### Material for this exercise
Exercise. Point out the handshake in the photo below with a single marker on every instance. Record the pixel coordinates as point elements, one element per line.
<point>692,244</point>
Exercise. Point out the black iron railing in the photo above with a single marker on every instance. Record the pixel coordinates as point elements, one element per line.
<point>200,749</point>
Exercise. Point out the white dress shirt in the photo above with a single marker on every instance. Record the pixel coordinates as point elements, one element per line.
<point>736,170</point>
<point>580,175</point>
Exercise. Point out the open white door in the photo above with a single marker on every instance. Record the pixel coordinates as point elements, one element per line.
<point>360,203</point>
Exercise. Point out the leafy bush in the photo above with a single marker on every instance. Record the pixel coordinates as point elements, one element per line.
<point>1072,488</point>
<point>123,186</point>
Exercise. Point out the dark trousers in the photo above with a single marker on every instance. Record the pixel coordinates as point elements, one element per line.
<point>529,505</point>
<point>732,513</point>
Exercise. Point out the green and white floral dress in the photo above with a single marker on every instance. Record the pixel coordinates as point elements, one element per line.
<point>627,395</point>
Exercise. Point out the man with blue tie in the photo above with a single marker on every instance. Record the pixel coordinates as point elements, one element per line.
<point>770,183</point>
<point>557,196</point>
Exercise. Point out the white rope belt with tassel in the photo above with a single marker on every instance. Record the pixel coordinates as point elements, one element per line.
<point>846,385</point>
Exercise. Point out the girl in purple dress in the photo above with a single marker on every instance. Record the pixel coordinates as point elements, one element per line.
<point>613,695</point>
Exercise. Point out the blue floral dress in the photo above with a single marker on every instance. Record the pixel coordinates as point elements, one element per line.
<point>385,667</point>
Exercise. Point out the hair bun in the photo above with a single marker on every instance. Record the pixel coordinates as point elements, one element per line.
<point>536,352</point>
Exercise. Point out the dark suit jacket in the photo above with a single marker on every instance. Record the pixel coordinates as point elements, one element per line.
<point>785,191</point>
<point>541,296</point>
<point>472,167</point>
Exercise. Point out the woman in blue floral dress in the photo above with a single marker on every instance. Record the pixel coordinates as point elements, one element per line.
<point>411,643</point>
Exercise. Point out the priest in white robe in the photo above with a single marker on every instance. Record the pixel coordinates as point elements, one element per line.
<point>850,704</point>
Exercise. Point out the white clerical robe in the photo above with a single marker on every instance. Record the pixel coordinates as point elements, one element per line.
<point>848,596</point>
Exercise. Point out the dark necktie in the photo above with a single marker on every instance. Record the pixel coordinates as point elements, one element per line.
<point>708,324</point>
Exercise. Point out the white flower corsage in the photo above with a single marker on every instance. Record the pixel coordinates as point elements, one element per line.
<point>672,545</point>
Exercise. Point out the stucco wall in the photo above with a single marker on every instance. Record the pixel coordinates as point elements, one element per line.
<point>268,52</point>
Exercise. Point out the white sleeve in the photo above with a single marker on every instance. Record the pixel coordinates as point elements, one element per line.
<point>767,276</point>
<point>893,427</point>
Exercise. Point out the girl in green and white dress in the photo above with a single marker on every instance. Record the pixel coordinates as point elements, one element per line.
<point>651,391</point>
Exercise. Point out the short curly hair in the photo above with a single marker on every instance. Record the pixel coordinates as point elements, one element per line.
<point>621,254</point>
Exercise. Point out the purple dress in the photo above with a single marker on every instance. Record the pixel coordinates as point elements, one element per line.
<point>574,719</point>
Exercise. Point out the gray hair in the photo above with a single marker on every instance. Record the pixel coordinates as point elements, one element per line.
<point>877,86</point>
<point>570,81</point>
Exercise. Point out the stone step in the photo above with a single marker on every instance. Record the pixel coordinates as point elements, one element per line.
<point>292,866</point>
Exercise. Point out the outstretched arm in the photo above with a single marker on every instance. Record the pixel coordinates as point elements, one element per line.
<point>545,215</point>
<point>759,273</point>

### Directions
Every line of the material must be duplicated exactly.

### Result for this exercise
Exercise. Point out the handshake in the photo below with a single marker on every instance. Record the pixel coordinates as point elements, one element per line.
<point>692,244</point>
Exercise. Point out the black iron railing in the photo above with a single marker on every instance. Record the pixel coordinates as point elements, one element per line.
<point>200,749</point>
Exercise. Point out the white dress shirt in the photo above with a single marker on every instance. Record the pixel coordinates as point elements, one element per line.
<point>736,170</point>
<point>580,175</point>
Exercise. Point out the open white door in the photo above with a single marker on every instance. Record the pixel coordinates as point elements, one element per line.
<point>360,203</point>
Exercise. Point out the leafy bush in the photo above with a single marker on every instance. Record the pixel coordinates as point elements, one element per line.
<point>1072,488</point>
<point>123,186</point>
Exercise. Point out the dark trousers in the photo above with a single marker on every instance. Record the pixel coordinates as point elements, one element per line.
<point>529,505</point>
<point>732,513</point>
Exercise. Point out the green and white floral dress in the photo above with a single marker on every instance. Record the pixel coordinates as point elements, one element per line.
<point>627,395</point>
Exercise. Point out the man with blue tie in the photo above with a single marker on every instance. Record the pixel coordinates as point elements, one element per line.
<point>770,183</point>
<point>557,196</point>
Exercise. Point out the white rope belt with tassel in the photo above with a single marker on every instance. Record the pixel coordinates as point elements, one element per line.
<point>846,385</point>
Exercise. Point out the girl in purple dress in the photo above with a single marker on every instance. Record the pixel coordinates as point elements, one element per line.
<point>613,695</point>
Exercise. Point out the blue floral dress in the photo above with a single marker on every instance. Record the pixel coordinates as point elements, one element per line.
<point>385,667</point>
Exercise. Point out the hair bun in the photo above with a single marker on every instance. Record the pixel coordinates as point elements, one element per line.
<point>536,352</point>
Exercise. Point out the dark suit jacket in the photo above with a single marker on every instance. Record the pixel coordinates as point elements, one element per line.
<point>785,191</point>
<point>541,296</point>
<point>472,167</point>
Exercise. Point out the woman in blue floral dress in the photo above with a single marker on every instance. Record the pixel coordinates as point elements, one element per line.
<point>411,643</point>
Exercise. Point out the priest in white robe in the photo above with a single marker on every instance. Record the pixel coordinates as point elements, one element per line.
<point>850,704</point>
Exercise. Point out the white clerical robe in the photo above with a single marker on every instance. Record the pixel coordinates as point elements, one element per line.
<point>848,596</point>
Exercise. Point out the dark necktie in the photo above with a single marker on every instance. Record the pixel coordinates as point elements, one element per line.
<point>708,324</point>
Exercise. Point out the white flower corsage in the photo above with a single marker on every instance. Record the pixel coordinates as point elements, one element per line.
<point>672,545</point>
Exercise. Point out the stucco wall in the photo above with a single marker on every instance. Record the pixel coordinates as point elements, one element per line.
<point>268,52</point>
Exercise. Point out the white sleeve in the photo above with a single marker on every instance. Record the pixel coordinates as point elements, one element per line.
<point>767,276</point>
<point>893,427</point>
Exercise. Point out the girl in green and white dress in the photo above with a single marker on every instance. Record the pixel coordinates as point elements, one element per line.
<point>651,391</point>
Exercise. Point out the short curly hair in the photo above with a single marker on every instance. Record the pixel coordinates as point elements, one element per line.
<point>621,254</point>
Exercise. Point out the purple dress in the photo above with a single marker on every instance. Record the pixel coordinates as point elements, one element per line.
<point>574,719</point>
Exercise. Point out the gray hair in the photo above with a single marker on every instance. Record the pixel coordinates as point elements, one element per line.
<point>877,86</point>
<point>570,81</point>
Exercise. Point out the stone step in the photo above with a single marker on every instance. Record the pixel coordinates as point elements, one element per line.
<point>292,866</point>
Exercise. Point out the outstretched arm in the photo above with a single marker on every instance. Record the pixel coordinates as point elements, one element per line.
<point>545,215</point>
<point>759,273</point>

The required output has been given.